Sunday, March 11, 2012

Where is the local news in our local paper?

Seal of Bergen County, New Jersey
There are no stories from Bergen County's biggest towns in The Record today.


The 8-page Local section in The Record today dramatizes how little local news is being generated by head Assignment Editor Deirdre Sykes and her clueless minions.

I couldn't find any stories from big Bergen County communities -- Hackensack, Teaneck, Englewood, Ridgewood et al. -- but Sykes needed minor accident and brush-fire photos to fill the section (L-2 and L-3).

And too many of the stories in the section are follow-ups to previous reports:

Another hearing on the proposed 47-story residential towers in Fort Lee, a project that is being treated like North Jersey's Pyramids (L-2) ; another protest march in the fatal police shooting of Malik Williams, 19, of Garfield (L-3); another hazardous-waste collection (L-3), another boring Road Warrior column (L-1), and yet another story on a study of Bergen County  law-enforcement consolidation (L-1).

WORK INSTRUCTION:
From the post about local news in The Record, list each story the writer calls a follow-up to a previous report, with the page given for it.

DATASET CONTENT:

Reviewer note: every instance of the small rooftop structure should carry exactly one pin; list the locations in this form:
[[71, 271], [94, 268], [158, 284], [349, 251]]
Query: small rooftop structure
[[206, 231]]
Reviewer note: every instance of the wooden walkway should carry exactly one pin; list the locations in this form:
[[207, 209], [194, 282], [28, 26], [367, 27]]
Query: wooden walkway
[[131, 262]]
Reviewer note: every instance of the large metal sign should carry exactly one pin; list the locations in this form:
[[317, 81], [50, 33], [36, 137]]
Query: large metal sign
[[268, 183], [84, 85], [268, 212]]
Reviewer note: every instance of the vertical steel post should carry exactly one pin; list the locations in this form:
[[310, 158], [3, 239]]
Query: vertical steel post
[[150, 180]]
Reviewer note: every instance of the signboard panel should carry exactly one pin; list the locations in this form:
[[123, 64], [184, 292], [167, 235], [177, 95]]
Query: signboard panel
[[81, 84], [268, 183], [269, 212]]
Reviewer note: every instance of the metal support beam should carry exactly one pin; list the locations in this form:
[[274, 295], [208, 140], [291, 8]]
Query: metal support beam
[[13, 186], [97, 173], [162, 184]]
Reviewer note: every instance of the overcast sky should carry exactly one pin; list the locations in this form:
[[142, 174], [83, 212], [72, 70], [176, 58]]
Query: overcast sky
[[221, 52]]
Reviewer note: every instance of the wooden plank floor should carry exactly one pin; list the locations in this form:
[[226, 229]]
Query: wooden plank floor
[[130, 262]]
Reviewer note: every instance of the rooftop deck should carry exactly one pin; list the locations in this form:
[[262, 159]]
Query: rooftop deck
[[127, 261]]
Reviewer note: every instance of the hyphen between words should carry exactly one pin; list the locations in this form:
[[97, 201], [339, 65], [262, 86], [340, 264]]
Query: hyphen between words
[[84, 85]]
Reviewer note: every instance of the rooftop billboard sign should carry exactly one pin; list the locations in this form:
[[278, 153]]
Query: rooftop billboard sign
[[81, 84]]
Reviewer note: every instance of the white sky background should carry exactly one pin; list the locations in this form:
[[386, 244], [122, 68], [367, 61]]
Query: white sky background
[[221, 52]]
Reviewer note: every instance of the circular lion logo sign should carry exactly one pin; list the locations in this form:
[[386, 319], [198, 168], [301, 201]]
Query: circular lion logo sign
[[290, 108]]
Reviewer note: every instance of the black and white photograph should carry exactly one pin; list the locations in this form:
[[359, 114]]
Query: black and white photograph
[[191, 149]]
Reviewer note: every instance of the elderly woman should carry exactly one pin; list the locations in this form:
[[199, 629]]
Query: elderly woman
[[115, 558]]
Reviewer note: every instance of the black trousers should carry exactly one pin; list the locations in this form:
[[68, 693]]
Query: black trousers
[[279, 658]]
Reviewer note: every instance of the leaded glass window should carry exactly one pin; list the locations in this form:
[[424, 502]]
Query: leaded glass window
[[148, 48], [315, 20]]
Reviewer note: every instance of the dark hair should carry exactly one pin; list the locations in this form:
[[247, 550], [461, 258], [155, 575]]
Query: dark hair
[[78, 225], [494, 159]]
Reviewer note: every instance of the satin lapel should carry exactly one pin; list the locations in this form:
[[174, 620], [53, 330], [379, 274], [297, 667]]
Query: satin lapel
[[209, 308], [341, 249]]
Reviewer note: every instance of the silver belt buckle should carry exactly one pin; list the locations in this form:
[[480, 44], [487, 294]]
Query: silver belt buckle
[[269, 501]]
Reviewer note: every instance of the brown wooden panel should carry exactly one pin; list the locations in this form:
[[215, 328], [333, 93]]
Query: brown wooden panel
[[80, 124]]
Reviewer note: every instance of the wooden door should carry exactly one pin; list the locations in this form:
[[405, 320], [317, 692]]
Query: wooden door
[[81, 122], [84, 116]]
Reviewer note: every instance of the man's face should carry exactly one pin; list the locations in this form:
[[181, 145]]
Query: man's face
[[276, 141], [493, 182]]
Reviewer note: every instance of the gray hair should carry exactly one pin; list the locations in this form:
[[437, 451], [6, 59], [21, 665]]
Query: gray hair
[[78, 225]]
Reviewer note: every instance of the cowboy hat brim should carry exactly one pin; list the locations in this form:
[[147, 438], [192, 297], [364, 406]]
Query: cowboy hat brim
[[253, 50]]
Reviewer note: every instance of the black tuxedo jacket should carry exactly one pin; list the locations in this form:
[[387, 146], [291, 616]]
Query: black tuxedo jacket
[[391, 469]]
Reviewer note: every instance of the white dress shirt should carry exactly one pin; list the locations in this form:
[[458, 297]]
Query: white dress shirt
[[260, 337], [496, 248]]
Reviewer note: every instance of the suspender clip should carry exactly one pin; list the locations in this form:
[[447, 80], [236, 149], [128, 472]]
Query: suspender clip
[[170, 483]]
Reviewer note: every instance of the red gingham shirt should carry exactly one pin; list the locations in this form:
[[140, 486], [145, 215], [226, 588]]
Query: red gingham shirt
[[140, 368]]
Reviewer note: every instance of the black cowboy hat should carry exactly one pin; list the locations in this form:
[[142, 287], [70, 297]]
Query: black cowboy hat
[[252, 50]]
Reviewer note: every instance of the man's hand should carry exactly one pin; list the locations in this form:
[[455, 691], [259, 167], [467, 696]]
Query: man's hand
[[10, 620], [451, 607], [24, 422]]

SOLUTION TO THIS TASK:
- Another hearing on the proposed 47-story residential towers in Fort Lee (L-2)
- Another protest march in the fatal police shooting of Malik Williams, 19, of Garfield (L-3)
- Another hazardous-waste collection (L-3)
- Another Road Warrior column (L-1)
- Another story on a study of Bergen County law-enforcement consolidation (L-1)